* [Records for this exercise]
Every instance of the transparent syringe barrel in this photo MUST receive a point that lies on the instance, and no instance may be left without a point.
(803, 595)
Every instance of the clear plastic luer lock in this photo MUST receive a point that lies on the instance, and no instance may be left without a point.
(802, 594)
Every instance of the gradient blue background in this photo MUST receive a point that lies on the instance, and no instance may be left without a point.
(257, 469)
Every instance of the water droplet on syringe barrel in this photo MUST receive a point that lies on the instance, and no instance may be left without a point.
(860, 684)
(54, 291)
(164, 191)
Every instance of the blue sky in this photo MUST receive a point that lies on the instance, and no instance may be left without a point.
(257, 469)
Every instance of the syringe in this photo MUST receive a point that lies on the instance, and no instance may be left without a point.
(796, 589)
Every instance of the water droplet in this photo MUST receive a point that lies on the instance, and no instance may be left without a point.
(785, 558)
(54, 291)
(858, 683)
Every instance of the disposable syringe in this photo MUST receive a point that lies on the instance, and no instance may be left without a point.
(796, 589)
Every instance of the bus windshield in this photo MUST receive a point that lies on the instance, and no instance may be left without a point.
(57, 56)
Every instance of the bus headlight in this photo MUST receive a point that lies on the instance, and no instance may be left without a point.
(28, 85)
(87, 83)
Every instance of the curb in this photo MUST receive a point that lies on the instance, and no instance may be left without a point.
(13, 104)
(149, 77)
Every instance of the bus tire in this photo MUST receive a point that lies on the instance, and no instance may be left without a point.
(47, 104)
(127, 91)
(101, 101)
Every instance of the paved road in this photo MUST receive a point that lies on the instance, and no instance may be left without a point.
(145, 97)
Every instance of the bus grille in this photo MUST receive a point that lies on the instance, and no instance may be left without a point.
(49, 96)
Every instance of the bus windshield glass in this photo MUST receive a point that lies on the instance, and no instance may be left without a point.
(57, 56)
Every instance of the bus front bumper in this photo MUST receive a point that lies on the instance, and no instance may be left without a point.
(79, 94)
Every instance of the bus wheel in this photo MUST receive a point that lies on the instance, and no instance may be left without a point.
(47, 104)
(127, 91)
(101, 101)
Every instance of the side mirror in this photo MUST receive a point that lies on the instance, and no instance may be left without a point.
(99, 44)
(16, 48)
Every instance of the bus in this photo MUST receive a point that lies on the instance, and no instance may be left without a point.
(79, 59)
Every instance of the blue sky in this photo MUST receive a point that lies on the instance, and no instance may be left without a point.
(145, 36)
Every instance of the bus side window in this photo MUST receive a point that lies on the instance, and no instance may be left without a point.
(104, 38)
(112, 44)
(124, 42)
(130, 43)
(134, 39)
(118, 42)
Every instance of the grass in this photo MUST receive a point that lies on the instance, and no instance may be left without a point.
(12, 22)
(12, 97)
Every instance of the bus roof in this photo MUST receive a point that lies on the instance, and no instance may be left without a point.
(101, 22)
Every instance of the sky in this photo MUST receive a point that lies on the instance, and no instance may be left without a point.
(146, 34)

* [Task] Extract exactly the lines between the line containing "Every instance of the bus headlight" and the end of the data, including both.

* [Final answer]
Every instance of the bus headlight in this photo MUST receive a point that lies on the instance, and no instance may be left without a point.
(28, 85)
(87, 83)
Every instance of the curb in this photo MUST receive a point that lies on the instance, and no instance may be left without a point.
(13, 104)
(149, 77)
Every instance of the bus tire in this photo MUST receive a point that lies on the instance, and no instance may be left without a point.
(47, 104)
(127, 91)
(101, 101)
Every instance of the paved road in this photo MUST receive a point that lies on the instance, and no instance may be left without a point.
(145, 97)
Every instance of the bus grille in this photo MUST receive a point that lies on the instance, and no instance may be left without a point.
(49, 96)
Every instance of the bus windshield glass in this photo MUST receive a point that lies on the instance, and no instance may be left without a point.
(57, 56)
Every instance of the bus front bumper in this photo MUST receive a point that lies on the instance, and no instance may be left without a point.
(79, 94)
Every instance of the bus wheel in this photo MUST receive a point that lies on the instance, and no instance may be left without a point.
(47, 104)
(127, 91)
(101, 101)
Every instance of the side mirror in this photo MUST receive a point that lies on the instance, and no instance may be left without a point.
(99, 44)
(16, 48)
Every instance of the bus in this photo MUST receive a point that lies on the instance, and no instance may be left without a point.
(79, 59)
Every instance of the blue sky in this photo MUST receive a point that lies on the instance, and no instance may be left without a point.
(145, 36)
Every instance of the bus side window in this photo MUST receive a point that lies on the instance, and no instance may be left without a point.
(104, 38)
(112, 44)
(124, 42)
(130, 43)
(134, 39)
(118, 42)
Every instance of the grass in this photo MUST receive a point that lies on the instance, and no instance may be left without a point.
(12, 22)
(12, 97)
Every instance of the bus roof in this photo MUST receive a point that lies on the instance, and no instance may be left without a point.
(101, 22)
Every instance of the sky in this photo MUST receive a point that lies on the instance, and no instance may be left without a point.
(146, 34)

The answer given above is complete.